* **Problem requirements**:
Every entry below should be restated word for word, except for its images.

* **Material shown**:
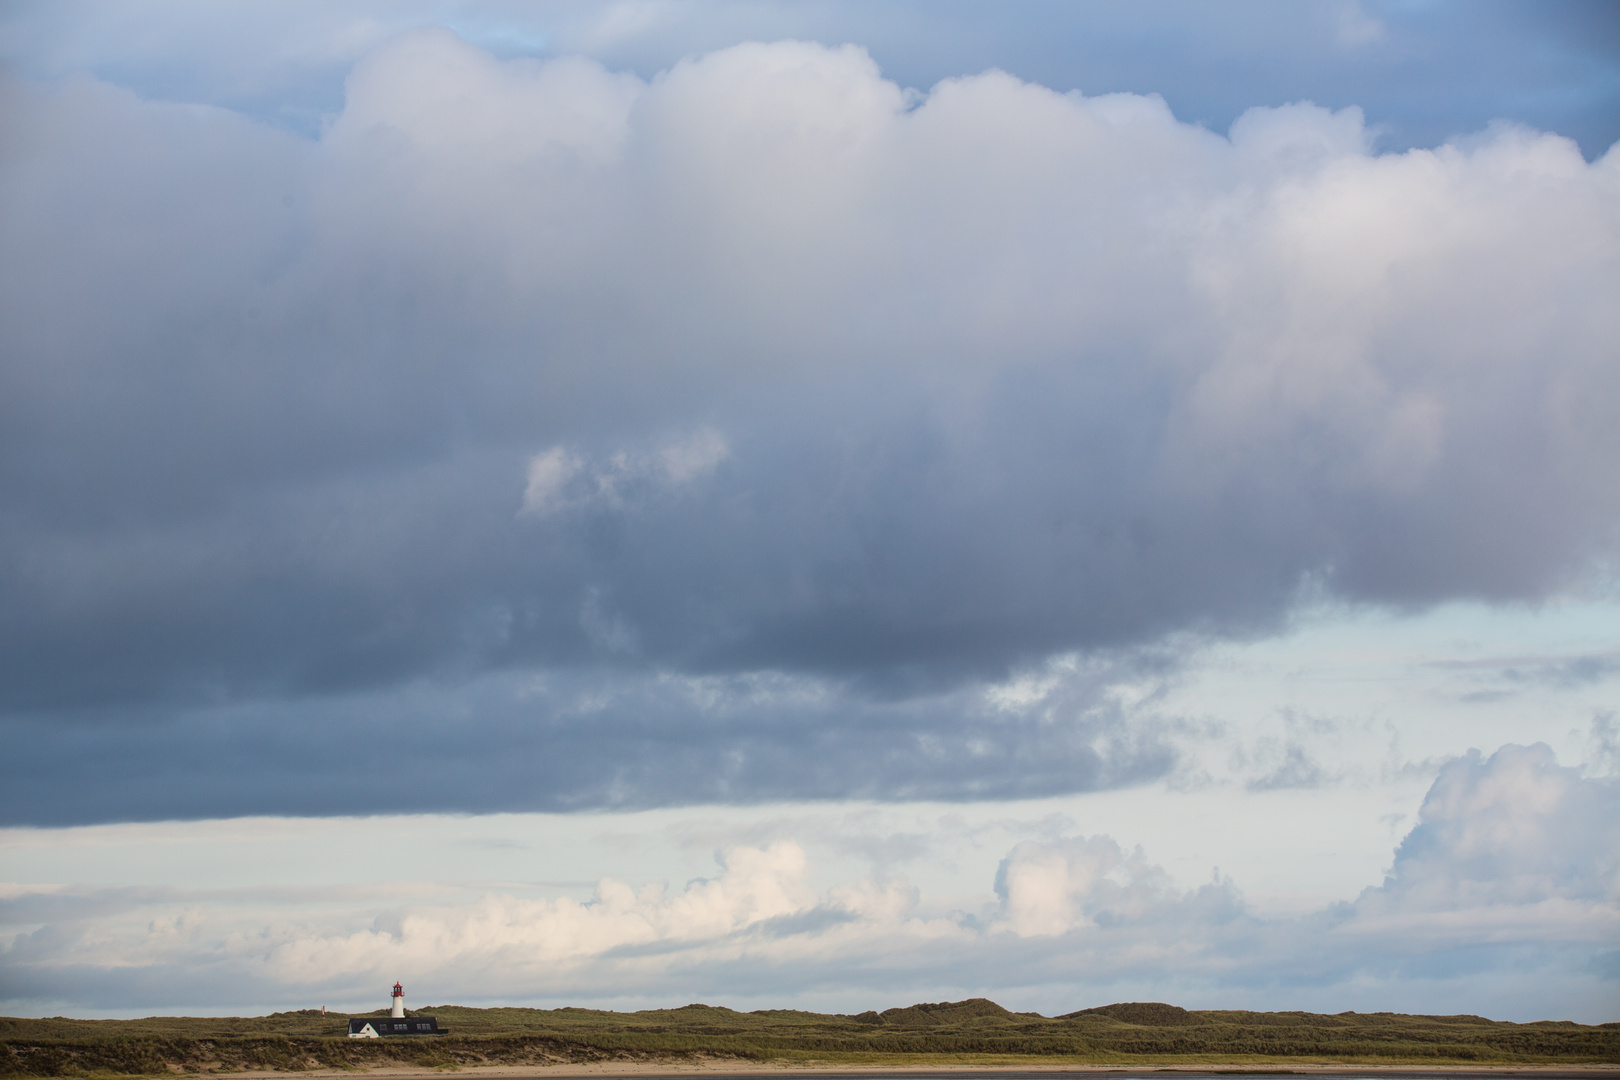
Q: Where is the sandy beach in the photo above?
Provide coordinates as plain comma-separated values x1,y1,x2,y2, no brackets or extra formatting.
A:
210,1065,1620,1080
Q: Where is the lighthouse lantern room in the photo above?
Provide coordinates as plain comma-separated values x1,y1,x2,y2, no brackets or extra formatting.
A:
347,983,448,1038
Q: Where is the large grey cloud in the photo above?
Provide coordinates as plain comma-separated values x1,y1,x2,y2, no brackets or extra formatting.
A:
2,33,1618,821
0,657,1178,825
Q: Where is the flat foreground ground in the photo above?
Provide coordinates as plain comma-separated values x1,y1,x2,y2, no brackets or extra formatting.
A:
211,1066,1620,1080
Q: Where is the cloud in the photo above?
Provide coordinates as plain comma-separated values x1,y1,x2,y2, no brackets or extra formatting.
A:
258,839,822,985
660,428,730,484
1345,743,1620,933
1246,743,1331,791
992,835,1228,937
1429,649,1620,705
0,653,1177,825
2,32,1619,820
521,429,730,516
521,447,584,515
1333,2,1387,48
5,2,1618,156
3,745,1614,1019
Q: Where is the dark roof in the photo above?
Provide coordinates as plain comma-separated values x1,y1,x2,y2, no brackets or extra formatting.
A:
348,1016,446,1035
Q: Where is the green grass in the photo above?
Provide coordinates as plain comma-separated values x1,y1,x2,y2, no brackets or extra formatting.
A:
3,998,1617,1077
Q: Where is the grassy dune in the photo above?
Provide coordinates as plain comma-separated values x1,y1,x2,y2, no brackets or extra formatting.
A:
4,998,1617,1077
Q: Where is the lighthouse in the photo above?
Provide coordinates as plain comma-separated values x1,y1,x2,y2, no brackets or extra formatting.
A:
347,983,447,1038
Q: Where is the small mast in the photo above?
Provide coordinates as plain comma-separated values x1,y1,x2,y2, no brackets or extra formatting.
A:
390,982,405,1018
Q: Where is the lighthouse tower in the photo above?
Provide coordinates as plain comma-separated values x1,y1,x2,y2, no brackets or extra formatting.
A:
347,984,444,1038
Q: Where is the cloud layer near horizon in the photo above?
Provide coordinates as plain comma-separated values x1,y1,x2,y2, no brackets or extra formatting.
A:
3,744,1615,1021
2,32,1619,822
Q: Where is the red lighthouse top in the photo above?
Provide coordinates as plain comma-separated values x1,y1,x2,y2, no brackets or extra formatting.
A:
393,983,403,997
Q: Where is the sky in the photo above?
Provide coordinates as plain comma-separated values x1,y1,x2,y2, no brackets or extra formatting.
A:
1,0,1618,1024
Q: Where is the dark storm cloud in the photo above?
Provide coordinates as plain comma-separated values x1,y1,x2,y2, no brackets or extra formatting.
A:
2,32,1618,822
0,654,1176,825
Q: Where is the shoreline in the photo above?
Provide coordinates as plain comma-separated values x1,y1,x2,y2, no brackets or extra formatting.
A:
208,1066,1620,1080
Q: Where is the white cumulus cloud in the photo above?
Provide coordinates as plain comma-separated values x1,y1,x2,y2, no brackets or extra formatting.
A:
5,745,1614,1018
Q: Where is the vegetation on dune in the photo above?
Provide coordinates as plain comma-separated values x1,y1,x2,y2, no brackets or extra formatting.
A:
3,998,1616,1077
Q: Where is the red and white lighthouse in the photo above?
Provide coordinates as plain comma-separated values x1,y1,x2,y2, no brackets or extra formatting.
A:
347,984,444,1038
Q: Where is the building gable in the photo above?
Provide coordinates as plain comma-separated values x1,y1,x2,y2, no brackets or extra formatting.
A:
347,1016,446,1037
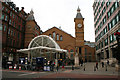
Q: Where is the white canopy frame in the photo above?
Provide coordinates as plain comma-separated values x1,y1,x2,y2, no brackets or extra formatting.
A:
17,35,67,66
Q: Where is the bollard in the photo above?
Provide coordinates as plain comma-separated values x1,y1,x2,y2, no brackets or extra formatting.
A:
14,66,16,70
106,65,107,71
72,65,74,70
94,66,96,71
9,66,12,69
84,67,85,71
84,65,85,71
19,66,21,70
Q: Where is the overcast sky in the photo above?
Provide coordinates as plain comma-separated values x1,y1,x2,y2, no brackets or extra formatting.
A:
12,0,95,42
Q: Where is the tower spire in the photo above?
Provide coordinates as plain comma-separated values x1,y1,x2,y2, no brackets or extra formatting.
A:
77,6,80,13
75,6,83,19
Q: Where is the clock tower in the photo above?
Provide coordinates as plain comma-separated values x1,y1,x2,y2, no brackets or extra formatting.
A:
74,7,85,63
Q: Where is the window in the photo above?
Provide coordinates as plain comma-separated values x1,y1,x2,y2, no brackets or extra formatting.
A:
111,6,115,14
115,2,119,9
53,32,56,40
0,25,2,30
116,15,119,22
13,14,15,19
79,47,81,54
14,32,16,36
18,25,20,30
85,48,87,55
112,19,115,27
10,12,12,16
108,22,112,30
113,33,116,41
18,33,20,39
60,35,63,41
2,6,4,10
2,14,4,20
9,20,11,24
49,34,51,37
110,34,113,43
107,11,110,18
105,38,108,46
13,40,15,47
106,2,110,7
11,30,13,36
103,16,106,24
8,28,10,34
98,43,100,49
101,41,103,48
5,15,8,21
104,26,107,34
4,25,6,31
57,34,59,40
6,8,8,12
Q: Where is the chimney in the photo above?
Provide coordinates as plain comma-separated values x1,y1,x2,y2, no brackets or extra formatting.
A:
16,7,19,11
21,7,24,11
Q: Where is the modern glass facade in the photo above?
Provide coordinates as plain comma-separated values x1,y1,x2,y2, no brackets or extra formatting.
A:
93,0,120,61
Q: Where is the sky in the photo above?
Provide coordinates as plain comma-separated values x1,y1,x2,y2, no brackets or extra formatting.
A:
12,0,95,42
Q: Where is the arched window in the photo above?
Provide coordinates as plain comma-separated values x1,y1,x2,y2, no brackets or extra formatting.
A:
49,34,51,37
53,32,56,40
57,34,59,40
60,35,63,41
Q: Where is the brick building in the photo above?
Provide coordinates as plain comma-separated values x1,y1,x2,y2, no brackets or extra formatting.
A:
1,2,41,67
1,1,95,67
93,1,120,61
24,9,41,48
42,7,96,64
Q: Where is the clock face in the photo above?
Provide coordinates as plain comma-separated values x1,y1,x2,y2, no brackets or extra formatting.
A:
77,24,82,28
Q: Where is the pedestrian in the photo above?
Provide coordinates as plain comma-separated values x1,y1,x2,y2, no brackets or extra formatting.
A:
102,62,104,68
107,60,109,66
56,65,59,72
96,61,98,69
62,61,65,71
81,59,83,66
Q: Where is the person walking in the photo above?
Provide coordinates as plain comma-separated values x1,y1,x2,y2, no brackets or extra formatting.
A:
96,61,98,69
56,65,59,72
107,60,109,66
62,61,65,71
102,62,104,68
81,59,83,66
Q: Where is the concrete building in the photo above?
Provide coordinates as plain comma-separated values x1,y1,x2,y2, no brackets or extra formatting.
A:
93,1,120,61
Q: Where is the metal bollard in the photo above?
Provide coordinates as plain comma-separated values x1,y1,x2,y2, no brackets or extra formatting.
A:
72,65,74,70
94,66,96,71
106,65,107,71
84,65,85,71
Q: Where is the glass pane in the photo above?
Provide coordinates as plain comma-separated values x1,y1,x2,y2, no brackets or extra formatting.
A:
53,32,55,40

* **Answer for the task**:
Q: Where is the sandy beach in the photo above?
Provide coordinates as plain comma-separated values x1,y1,x2,y2, no brackets or extra formatting.
A:
210,1065,1620,1080
Q: Where is the lighthouse lantern room in the photo above?
Provide coordinates as plain comma-separated values x1,y1,x2,y2, no brackets or extra formatting.
A:
347,983,448,1038
Q: Where is the large grey cloud in the photo above?
Provide coordinates as plain comma-separated values x1,y1,x2,y2, no brackets or extra formatting.
A:
2,33,1618,821
0,657,1178,825
Q: Where is the flat foreground ground in the photo above?
Provide coordinates as plain comma-separated values x1,y1,x2,y2, no brackets or extra formatting.
A:
211,1066,1620,1080
Q: Where is the cloud in the photo above?
Provide coordinates as plain comma-separated values x1,y1,x2,y2, no brackets or extra formatting.
A:
258,839,822,985
660,428,730,484
1345,743,1620,933
1246,743,1331,791
992,835,1228,937
1429,649,1620,705
0,653,1177,825
2,32,1619,820
521,429,730,516
521,447,584,515
1333,2,1387,48
5,2,1618,156
3,745,1614,1019
Q: Where is the dark roof in the photo above?
Provide coordinates as plain comma-separated values x1,y1,x2,y2, no brackets or extra formatting.
A:
348,1016,446,1035
Q: Where is the green grass in the photo above?
Provide coordinates as plain comma-separated values x1,y1,x2,y2, no brackets or extra formatting.
A:
3,998,1617,1077
Q: Where is the grassy dune in the photo above?
Provide coordinates as plain comma-separated values x1,y1,x2,y2, no brackets or extra formatting.
A:
4,998,1617,1077
Q: Where is the lighthouse in the photo above?
Provide coordinates as plain comma-separated values x1,y1,x2,y2, no brackets or extra formatting.
A:
347,983,447,1038
Q: Where is the small mast in the photo above?
Provide coordinates as plain comma-separated values x1,y1,x2,y2, no brackets or extra formatting.
A:
390,982,405,1018
Q: Where is the lighthouse tower in the photo above?
Provide coordinates as plain comma-separated values x1,y1,x2,y2, no brackets or extra formatting.
A:
347,984,444,1038
Q: Where is the cloud layer near horizon in the photo above?
Provide coordinates as plain comma-separated values x1,y1,x2,y2, no brackets or extra formatting.
A:
3,744,1615,1021
2,32,1619,822
Q: Where is the red lighthouse top in the photo above?
Provide coordinates as plain comma-separated values x1,y1,x2,y2, no brackets or extra formatting.
A:
393,983,403,997
Q: Where is the sky in the photo above?
Provide coordinates as plain comma-separated values x1,y1,x2,y2, no brackets or extra formatting.
A:
1,0,1618,1024
Q: Where is the dark storm cloud in the photo above?
Provide coordinates as plain comma-separated values x1,y1,x2,y2, no brackets or extra formatting.
A:
2,32,1618,822
0,654,1176,825
Q: Where is the shoreline in the photo above?
Provide coordinates as plain comma-separated values x1,y1,x2,y2, no brackets or extra formatting.
A:
208,1066,1620,1080
Q: Where is the white cumulus cloud in the photo above?
Provide coordinates as plain comma-separated values x1,y1,x2,y2, no brackets or extra formatting.
A:
5,745,1614,1018
Q: Where is the vegetation on dune in the photo above?
Provide coordinates as plain comma-separated values x1,y1,x2,y2, no brackets or extra formatting.
A:
3,998,1616,1077
Q: Where is the red and white lighthouse in the photo above?
Provide coordinates as plain comma-separated values x1,y1,x2,y2, no brackets or extra formatting.
A:
347,984,444,1038
Q: Where is the building gable in the photo above?
Provide coordinates as plain comma-separated values x1,y1,x2,y2, no brackets or extra formatting.
A:
347,1016,446,1037
Q: Where is the white canopy frame in the photo above?
Provide coordinates as plain comma-separated values x1,y1,x2,y2, no brackets or extra formatting.
A:
17,35,67,66
Q: Where is the bollard in the photo above?
Provide coordinates as plain comma-separated values x1,y1,x2,y2, no brackets or extra formatting.
A:
14,66,16,70
106,65,107,71
72,65,74,70
94,66,96,71
9,66,12,69
84,67,85,71
84,65,85,71
19,66,21,70
Q: Where is the overcast sky in the photo above?
Provide coordinates as plain comma-separated values x1,y1,x2,y2, no brackets or extra formatting.
A:
12,0,95,42
Q: Where is the tower spire in the photo above?
Provide coordinates as plain comma-separated values x1,y1,x2,y2, no brackets or extra formatting.
A:
77,6,80,13
75,6,83,19
Q: Where is the clock tower in the photo above?
Provide coordinates as plain comma-separated values x1,y1,x2,y2, no brackets or extra formatting.
A:
74,7,85,63
Q: Where is the window in the photo above?
Provide coordinates as plain comma-separated values x1,y1,x2,y2, no brackets or extra formatting.
A:
111,6,115,14
115,2,119,9
53,32,56,40
0,25,2,30
116,15,119,22
13,14,15,19
79,47,81,54
14,32,16,36
18,25,20,30
85,48,87,55
112,19,115,27
10,12,12,16
108,22,112,30
113,33,116,41
18,33,20,39
60,35,63,41
2,6,4,10
2,14,4,20
9,20,11,24
49,34,51,37
110,34,113,43
107,11,110,18
105,38,108,46
13,40,15,47
106,2,110,7
11,30,13,36
103,16,106,24
8,28,10,34
98,43,100,49
101,41,103,48
5,15,8,21
104,26,107,34
4,25,6,31
57,34,59,40
6,8,8,12
Q: Where is the chimney in the photo above?
Provide coordinates as plain comma-separated values x1,y1,x2,y2, no brackets or extra formatting.
A:
16,7,19,11
21,7,24,11
Q: Where is the modern glass facade in the photo above?
Provide coordinates as plain comma-separated values x1,y1,x2,y2, no brackets or extra formatting.
A:
93,0,120,61
Q: Where is the sky in the photo above?
Provide coordinates as plain comma-separated values x1,y1,x2,y2, no brackets or extra formatting.
A:
12,0,95,42
Q: Where is the arched window in the photo above?
Provide coordinates as plain comma-separated values x1,y1,x2,y2, no brackets or extra formatting.
A:
49,34,51,37
53,32,56,40
57,34,59,40
60,35,63,41
Q: Where is the brick building in the photo above?
Provide coordinates as plain comma-separated values x1,y1,x2,y2, no brackets or extra formatting.
A:
1,2,41,67
1,1,95,67
93,1,120,61
24,9,41,48
42,7,96,64
Q: Where is the clock face in the photo above?
Provide coordinates as plain comma-separated values x1,y1,x2,y2, no brackets or extra formatting.
A:
77,24,82,28
Q: Where is the pedestrian in the photo above?
Provide coordinates as plain comma-separated values x1,y1,x2,y2, no brackets or extra formatting.
A:
102,62,104,68
107,60,109,66
56,65,59,72
96,61,98,69
62,61,65,71
81,59,83,66
Q: Where is the person walking in the photo above?
Provide coordinates as plain comma-separated values x1,y1,x2,y2, no brackets or extra formatting.
A:
96,61,98,69
56,65,59,72
107,60,109,66
62,61,65,71
102,62,104,68
81,59,83,66
Q: Where is the concrete building in the photo above?
Provide coordinates as plain comma-separated values x1,y1,x2,y2, no brackets or extra formatting.
A:
93,1,120,61
Q: Where is the metal bollard in the photo above?
Provide coordinates as plain comma-separated values x1,y1,x2,y2, no brackets or extra formatting.
A:
72,65,74,70
94,66,96,71
106,65,107,71
84,65,85,71
Q: Where is the glass pane in the photo above?
Provide coordinates as plain comma-separated values x1,y1,x2,y2, no brackets or extra formatting.
A:
53,32,55,40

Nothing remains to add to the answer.